Reproduce the records below word for word, covering all of them. Omit the pictures from your copy.

═════ Dataset excerpts ═════

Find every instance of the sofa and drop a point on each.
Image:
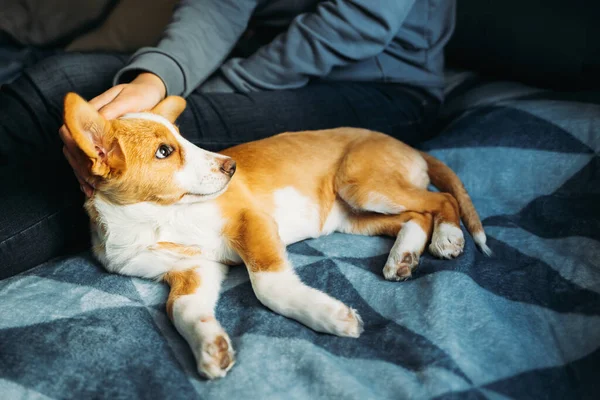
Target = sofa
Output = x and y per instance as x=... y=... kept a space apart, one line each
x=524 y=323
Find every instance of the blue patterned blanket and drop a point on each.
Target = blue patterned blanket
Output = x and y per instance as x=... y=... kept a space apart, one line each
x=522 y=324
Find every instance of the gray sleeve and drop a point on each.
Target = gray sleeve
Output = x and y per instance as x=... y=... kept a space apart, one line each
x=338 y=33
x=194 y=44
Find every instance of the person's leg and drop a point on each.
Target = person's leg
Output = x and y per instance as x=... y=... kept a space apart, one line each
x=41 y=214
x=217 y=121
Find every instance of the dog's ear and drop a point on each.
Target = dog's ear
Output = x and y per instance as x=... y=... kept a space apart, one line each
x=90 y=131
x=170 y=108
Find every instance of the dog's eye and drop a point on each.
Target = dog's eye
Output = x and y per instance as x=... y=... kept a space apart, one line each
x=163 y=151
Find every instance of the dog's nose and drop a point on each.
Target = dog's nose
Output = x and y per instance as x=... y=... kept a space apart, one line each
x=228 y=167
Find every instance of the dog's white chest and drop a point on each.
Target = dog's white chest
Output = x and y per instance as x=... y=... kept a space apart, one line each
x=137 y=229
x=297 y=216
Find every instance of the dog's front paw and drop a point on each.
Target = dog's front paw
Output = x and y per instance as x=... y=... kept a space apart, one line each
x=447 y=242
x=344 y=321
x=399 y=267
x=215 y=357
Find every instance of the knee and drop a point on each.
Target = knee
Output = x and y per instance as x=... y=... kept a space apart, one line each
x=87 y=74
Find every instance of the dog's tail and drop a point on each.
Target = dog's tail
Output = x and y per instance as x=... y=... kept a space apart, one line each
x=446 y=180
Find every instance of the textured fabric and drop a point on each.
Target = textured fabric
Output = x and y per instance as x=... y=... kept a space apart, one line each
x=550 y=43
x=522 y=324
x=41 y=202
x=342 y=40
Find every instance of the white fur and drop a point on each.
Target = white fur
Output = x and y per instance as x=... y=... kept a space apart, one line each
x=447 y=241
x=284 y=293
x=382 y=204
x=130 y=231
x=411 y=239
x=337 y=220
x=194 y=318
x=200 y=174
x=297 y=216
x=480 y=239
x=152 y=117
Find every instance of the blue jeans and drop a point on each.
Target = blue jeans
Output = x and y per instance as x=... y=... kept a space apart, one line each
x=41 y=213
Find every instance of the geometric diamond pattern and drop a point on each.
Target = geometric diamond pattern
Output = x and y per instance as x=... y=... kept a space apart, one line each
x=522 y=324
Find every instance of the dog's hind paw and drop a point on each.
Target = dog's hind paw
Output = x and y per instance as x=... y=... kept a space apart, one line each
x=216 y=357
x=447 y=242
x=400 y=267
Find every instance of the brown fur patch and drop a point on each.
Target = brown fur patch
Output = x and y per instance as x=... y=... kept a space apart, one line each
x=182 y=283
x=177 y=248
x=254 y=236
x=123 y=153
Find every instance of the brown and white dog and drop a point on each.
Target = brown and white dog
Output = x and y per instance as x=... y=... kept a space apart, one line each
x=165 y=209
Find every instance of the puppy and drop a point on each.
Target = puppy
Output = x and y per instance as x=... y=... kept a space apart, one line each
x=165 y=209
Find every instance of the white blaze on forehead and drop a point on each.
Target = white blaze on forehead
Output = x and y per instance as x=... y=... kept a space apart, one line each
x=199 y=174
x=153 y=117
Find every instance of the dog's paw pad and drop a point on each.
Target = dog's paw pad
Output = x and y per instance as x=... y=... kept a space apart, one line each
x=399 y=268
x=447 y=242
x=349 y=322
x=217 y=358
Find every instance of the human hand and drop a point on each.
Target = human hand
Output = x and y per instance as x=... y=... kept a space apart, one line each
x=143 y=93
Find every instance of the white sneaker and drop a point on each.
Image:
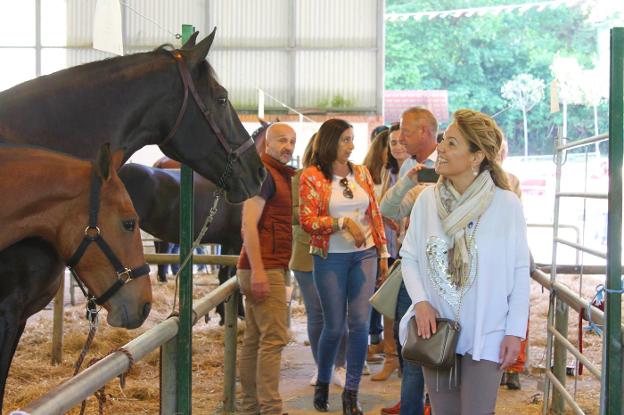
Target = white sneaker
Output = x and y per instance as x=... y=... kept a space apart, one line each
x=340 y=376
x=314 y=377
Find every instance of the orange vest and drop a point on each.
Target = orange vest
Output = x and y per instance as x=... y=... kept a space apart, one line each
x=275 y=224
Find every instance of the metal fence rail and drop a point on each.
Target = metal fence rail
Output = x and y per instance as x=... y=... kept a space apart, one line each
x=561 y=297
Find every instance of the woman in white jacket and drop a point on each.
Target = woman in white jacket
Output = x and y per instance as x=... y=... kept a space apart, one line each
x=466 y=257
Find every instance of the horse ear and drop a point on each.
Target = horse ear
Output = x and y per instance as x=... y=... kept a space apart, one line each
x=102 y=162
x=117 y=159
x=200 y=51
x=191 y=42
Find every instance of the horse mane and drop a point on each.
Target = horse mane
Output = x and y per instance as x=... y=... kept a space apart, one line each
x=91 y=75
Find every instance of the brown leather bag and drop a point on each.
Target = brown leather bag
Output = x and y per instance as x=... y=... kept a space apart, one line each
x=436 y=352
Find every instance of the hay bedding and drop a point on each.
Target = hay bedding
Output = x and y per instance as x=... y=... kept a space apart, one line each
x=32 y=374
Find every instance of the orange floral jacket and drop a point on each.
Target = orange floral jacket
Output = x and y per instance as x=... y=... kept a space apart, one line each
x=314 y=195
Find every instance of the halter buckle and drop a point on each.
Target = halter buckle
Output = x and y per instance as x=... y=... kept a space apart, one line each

═════

Written answer =
Find every instance of the sofa and drop a point on each.
Image:
Target = sofa
Output = x and y per instance as x=... y=... kept a space apart, one line each
x=524 y=323
Find every instance of the blue patterned blanket and drop a point on each.
Target = blue patterned blanket
Output = x and y per instance as x=... y=... kept a space apart, one line each
x=522 y=324
Find every instance of the gray sleeve and drop a point on each.
Target = gray sleeve
Output = x and y per instance as x=... y=... kept a space apart, one line each
x=338 y=33
x=194 y=44
Find every instance of the person's leg and drop a point on each.
Target = person's leg
Output = x and y per instance as x=... y=... kept a space apart, one line each
x=41 y=214
x=217 y=121
Find every instance of the dog's ear and drop a point on each.
Target = dog's ear
Output = x and y per instance as x=... y=... kept a space apart, one line each
x=90 y=131
x=170 y=108
Find every instance of the dog's eye and drop a point on each.
Target = dog's eye
Output = x and y per instance as x=... y=... kept a space apart, one line each
x=163 y=151
Find every instance of the dog's nose and drop a point on each.
Target = dog's nose
Output = x and y per instance as x=... y=... kept a space apart, one line each
x=228 y=167
Find every instance of the dog's white chest and drop a point on each.
Target = dog's white chest
Output = x and y per instance as x=... y=... kept a space apart, one line each
x=137 y=229
x=297 y=216
Find every instance of the dog's front paw and drop a point on each.
Target = dog's front paw
Output = x and y per instance as x=... y=... kept a space apart, one line each
x=447 y=242
x=344 y=321
x=399 y=267
x=215 y=357
Find every instance of the knee and drop a point on each.
Target = knee
Output = x and y per instance as x=... y=... kept a space apart, one line each
x=87 y=74
Find every instance of the dog's tail and drop a point on each.
Target = dog's tail
Output = x and y per instance as x=... y=... kept a space apart, one line each
x=446 y=180
Find every instance of the textured fabric and drop a point on each.
Target = textured fabric
Output = x and y per instance as x=... y=... kept a space apart, one line each
x=550 y=43
x=522 y=324
x=41 y=202
x=342 y=40
Find every instance of the white fur and drop a point on each.
Target = white fur
Output = x and y per instance as x=... y=... kept a space apart, one line each
x=447 y=241
x=284 y=293
x=382 y=204
x=130 y=231
x=411 y=239
x=337 y=220
x=194 y=318
x=200 y=174
x=297 y=216
x=480 y=239
x=152 y=117
Find every instance of the blue jeans and drop a point on each.
Target = blue jeans
Output = x and y per instance as x=... y=... kept a space apart, one line each
x=41 y=213
Find every instance of the geometric diamond pattern and drop a point on each.
Target = geometric diamond pattern
Output = x and y per instance as x=... y=... kept a space apart, one line each
x=522 y=324
Find every instance of the dog's hind paw and drop a point on each.
Target = dog's hind paw
Output = x and y per instance as x=... y=... kept a space apart, one line each
x=216 y=357
x=447 y=242
x=400 y=267
Find every instance of the brown fur patch and drop a point on each.
Target = brown fur patch
Output = x and y per instance as x=... y=... kept a space apart, one line each
x=182 y=283
x=177 y=248
x=254 y=236
x=123 y=153
Find every instance of the brown and white dog and drop a point on each.
Target = brown and white dog
Output = x and y per instance as x=... y=... kept a space apart, one line each
x=165 y=209
Find every instance of the puppy and drop a point on each.
Target = puppy
Output = x and y per instance as x=... y=... kept a space apart, one line each
x=165 y=209
Find every instance of the white blaze on forehead and drop a point on each.
Target = white blaze on forehead
Output = x and y per instance as x=... y=... kept a space apart, one line each
x=199 y=174
x=153 y=117
Find every instance of the dog's paw pad and drop a point on each.
Target = dog's paw pad
Output = x and y per instance as x=... y=... kept a space apart, one line each
x=399 y=268
x=447 y=242
x=349 y=322
x=217 y=358
Find every instance of the human hand and drop a point on each.
Target = human hand
Output = x and y per instance as x=... y=... kept a space apart, one line each
x=143 y=93
Find every instance of the white sneaker and drop a point on each.
Image:
Target = white sneaker
Output = x and y per instance as x=... y=... kept a space apart, one line each
x=340 y=376
x=314 y=377
Find every instance of the orange vest and drop a point on each.
Target = orange vest
Output = x and y per instance as x=... y=... kept a space apart, one line each
x=275 y=224
Find every instance of the metal fence rail and drop a point on each.
Target = metal fence rail
Output = x and y per instance as x=... y=... kept a space apart, one line each
x=561 y=297
Find every instance of the woman in white jacket and drop a point on each.
Target = woman in white jacket
Output = x and y per instance as x=... y=... kept a space apart, one line each
x=466 y=257
Find every instance of the horse ear and drop a point on each.
Target = horse ear
Output = x and y per instance as x=... y=... kept a space apart, one line each
x=102 y=162
x=117 y=159
x=200 y=51
x=191 y=42
Find every instance of the horse mane and drop a point on each.
Target = horse mane
Output = x and y per instance as x=... y=... kept a space apart, one line each
x=91 y=75
Find every instance of the brown leather bag and drop a point on each.
Target = brown leather bag
Output = x and y per instance as x=... y=... kept a space apart, one line each
x=436 y=352
Find every instance of the hay bedding and drop a point on each.
Target = hay bedding
Output = x and y per instance as x=... y=... kept a space apart, one line each
x=32 y=374
Find every instance of the orange floral jacket and drop a point on each.
Target = orange floral jacket
Output = x and y per instance as x=... y=... kept a space apart, one line each
x=314 y=195
Find every instance of the halter buckle and drop a point on each.
Target = halter buckle
Output = x and y per instance as x=... y=... kept a space apart, one line each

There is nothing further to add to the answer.